▸ **Page excerpt**:

_ _ _ _ _

Is it possible for one small change in thinking or behavior to change your entire outlook or experience of life? "Why yes, yes, it is!" I would answer, for I have seen it with my own eyes--or rather, heard it with my own ears--over the past month or so.
You see, I am a morning person. I am not necessarily a "morning person" in the traditional sense of the word. In fact, I used to be quite efficient and productive in the evening hours, those precious few hours when little ones are in bed and you can get stuff done without them under foot! However, sometime over the past decade, I have turned into a morning person. Those "little ones" grew up, so the evening hours are no longer the time that they are asleep in their beds. Perhaps even more significantly, though, I hit middle age--that blessed time when, apparently, women begin to wake up at ridiculous times in the wee morning hours as a result of some mean hormonal trick that hits a few years before menopause does. (Nobody tells you this, mind you. You don't find out that this happens to everyone until you start to mention it to your other middle-aged friends. Then they look at you like, "What? You didn't know that?!")
At any rate, when I awaken nightly--sometime between the hours of 2:00 and 4:00 AM--sometimes I am able to go back to sleep and sometimes I am not. Most mornings, I stagger to the bathroom for the cruel-hormonal-nature-trick need-to-pee that has awakened me, then climb back into bed and drift back off to sleep. But some mornings, my mind wakes up as my body does, and I can't control the racing thoughts that fill my mind and demand that my day begin RIGHT NOW.

_ _ _ _ _

(Coordinate labeling data)
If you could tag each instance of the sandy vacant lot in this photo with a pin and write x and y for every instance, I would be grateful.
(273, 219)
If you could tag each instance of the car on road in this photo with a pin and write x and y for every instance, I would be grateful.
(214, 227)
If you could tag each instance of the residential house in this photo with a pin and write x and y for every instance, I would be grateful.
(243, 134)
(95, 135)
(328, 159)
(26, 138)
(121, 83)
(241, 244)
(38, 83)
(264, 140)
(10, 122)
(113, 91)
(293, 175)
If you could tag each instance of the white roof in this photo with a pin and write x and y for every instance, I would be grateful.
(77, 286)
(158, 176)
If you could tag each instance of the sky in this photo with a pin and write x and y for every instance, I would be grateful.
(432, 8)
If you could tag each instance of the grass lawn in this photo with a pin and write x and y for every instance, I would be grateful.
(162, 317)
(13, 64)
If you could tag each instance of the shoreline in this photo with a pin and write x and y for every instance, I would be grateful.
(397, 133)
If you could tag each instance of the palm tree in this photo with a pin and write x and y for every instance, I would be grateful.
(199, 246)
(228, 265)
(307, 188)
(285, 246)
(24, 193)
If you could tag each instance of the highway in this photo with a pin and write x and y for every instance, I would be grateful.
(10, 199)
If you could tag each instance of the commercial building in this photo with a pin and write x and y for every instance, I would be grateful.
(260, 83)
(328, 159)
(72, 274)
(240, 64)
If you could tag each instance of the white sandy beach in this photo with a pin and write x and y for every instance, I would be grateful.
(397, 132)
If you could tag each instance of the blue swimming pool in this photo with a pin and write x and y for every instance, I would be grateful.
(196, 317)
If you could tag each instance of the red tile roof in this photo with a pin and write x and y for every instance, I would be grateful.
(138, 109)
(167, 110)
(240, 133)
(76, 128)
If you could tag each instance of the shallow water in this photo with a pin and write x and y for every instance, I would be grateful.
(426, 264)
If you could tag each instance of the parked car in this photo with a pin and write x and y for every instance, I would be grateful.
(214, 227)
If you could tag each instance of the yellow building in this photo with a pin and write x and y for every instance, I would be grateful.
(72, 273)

_ _ _ _ _

▸ **Problem A**: Based on the essay about becoming a morning person, state whether each statement below agrees with the essay: (i) the writer wakes nightly at some time between 2:00 and 4:00 AM; (ii) the writer has always been most productive in the morning; (iii) women are commonly told in advance that they will wake early in middle age. Answer yes or no for each and quote the essay's deciding words.
▸ **Problem B**: Rename "building" to "structure" in the records, starting with the line containing "If you could tag each instance of the yellow" and continuing through the end of the records, and give only those lines with everything else unchanged.

▸ **Task response A**:
(i) Yes: "when I awaken nightly--sometime between the hours of 2:00 and 4:00 AM"
(ii) No: "In fact, I used to be quite efficient and productive in the evening hours"
(iii) No: "Nobody tells you this, mind you."

▸ **Task response B**:
If you could tag each instance of the yellow structure in this photo with a pin and write x and y for every instance, I would be grateful.
(72, 273)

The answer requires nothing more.